- _TASK INSTRUCTIONS_
Starting with the line that contains "the red shorts." and going on through the end of the material, rewrite those lines with "red shorts" changed to "red trunks" and everything else left as it is.
───── DATA TO PROCESS
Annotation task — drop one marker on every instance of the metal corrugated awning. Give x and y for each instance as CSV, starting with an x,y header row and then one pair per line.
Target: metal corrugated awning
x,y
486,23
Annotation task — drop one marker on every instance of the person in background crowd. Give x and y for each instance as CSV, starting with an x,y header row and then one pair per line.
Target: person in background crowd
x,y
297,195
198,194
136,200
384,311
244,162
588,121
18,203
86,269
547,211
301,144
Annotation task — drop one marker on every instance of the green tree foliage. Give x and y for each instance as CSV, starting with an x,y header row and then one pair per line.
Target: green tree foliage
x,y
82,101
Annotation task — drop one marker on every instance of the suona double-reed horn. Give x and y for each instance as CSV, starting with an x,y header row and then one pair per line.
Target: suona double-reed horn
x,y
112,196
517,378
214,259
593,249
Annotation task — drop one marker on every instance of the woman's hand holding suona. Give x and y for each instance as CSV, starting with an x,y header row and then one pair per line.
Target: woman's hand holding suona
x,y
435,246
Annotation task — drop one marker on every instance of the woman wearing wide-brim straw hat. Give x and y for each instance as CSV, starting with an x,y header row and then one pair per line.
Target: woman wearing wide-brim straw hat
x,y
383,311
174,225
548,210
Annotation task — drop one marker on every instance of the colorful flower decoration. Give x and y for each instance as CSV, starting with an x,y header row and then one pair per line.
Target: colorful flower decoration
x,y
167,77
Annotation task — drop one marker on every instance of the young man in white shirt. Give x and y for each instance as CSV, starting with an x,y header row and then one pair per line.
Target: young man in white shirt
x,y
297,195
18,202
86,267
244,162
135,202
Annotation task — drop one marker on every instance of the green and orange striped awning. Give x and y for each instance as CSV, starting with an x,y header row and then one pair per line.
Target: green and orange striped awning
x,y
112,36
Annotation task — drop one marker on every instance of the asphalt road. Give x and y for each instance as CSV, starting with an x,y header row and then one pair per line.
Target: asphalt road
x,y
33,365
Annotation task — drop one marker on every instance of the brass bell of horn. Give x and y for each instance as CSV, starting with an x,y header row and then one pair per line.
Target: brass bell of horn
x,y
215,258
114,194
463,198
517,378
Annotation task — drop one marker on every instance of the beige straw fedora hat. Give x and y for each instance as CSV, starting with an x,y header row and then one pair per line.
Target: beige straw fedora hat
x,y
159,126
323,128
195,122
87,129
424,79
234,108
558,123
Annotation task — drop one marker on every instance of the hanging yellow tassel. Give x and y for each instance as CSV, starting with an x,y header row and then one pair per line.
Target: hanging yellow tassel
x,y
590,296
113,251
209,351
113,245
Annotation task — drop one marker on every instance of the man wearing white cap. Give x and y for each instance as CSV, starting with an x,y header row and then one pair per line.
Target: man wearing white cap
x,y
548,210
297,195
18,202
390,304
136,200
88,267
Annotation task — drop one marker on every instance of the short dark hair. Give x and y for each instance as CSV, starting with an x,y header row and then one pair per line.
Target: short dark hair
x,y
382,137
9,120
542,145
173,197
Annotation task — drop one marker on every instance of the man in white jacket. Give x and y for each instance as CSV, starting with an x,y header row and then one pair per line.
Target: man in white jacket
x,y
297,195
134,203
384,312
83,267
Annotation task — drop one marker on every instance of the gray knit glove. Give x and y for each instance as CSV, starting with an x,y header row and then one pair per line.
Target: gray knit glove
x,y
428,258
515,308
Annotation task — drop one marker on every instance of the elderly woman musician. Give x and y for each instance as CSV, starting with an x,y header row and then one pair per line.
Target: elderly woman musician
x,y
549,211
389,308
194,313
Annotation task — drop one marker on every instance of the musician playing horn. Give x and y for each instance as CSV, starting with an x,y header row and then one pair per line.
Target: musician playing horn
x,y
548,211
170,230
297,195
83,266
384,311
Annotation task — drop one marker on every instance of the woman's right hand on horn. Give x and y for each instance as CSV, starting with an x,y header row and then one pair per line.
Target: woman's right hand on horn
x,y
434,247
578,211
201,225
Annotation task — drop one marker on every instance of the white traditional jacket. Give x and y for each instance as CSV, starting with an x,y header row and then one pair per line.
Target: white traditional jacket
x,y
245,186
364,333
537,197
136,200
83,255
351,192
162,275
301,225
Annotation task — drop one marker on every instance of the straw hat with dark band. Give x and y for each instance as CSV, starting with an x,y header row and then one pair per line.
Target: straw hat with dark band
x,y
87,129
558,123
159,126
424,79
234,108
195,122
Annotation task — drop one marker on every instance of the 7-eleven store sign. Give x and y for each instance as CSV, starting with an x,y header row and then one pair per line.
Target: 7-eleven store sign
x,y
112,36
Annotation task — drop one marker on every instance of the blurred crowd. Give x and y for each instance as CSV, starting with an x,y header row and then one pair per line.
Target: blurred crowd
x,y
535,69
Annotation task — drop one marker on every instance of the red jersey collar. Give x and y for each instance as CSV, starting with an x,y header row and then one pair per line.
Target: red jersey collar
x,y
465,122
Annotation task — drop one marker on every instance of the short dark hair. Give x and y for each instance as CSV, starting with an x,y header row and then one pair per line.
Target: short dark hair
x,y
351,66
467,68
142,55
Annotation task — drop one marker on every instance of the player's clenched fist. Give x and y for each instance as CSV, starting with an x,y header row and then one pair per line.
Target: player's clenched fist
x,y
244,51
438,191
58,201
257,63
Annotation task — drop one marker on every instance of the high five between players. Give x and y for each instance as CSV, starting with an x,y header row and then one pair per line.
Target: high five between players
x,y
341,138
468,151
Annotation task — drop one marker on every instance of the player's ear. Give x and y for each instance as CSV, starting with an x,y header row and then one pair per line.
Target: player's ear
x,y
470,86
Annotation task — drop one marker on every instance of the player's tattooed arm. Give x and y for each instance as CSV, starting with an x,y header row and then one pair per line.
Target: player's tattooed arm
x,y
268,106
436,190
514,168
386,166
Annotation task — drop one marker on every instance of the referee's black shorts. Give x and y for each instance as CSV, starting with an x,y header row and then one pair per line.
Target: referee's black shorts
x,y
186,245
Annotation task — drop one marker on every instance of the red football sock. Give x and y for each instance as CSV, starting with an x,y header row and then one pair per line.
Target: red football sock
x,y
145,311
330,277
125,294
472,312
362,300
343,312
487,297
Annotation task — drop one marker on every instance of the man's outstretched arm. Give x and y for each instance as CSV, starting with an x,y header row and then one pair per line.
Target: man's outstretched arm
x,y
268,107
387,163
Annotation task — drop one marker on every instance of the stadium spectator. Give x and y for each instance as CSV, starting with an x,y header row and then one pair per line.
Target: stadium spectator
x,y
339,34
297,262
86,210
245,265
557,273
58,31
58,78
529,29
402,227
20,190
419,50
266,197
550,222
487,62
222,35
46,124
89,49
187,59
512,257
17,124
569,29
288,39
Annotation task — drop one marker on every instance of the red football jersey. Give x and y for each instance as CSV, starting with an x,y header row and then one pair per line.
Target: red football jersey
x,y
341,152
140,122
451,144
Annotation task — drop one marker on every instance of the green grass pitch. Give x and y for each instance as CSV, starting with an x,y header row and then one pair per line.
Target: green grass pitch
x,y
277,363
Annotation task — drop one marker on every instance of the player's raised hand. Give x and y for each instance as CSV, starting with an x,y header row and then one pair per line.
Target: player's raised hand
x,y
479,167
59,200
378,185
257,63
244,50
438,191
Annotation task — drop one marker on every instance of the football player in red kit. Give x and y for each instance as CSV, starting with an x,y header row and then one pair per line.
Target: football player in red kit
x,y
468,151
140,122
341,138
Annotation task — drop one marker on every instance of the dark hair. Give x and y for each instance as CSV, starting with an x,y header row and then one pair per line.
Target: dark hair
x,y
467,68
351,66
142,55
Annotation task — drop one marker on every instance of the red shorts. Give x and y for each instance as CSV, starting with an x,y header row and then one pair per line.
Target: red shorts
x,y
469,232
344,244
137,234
──────────
- _SOLUTION TO THE EXERCISE_
Annotation task — drop one marker on every instance of the red trunks. Give x and y for each instance as CSV, starting with an x,y header row and then one pair per line.
Target: red trunks
x,y
469,232
344,244
137,234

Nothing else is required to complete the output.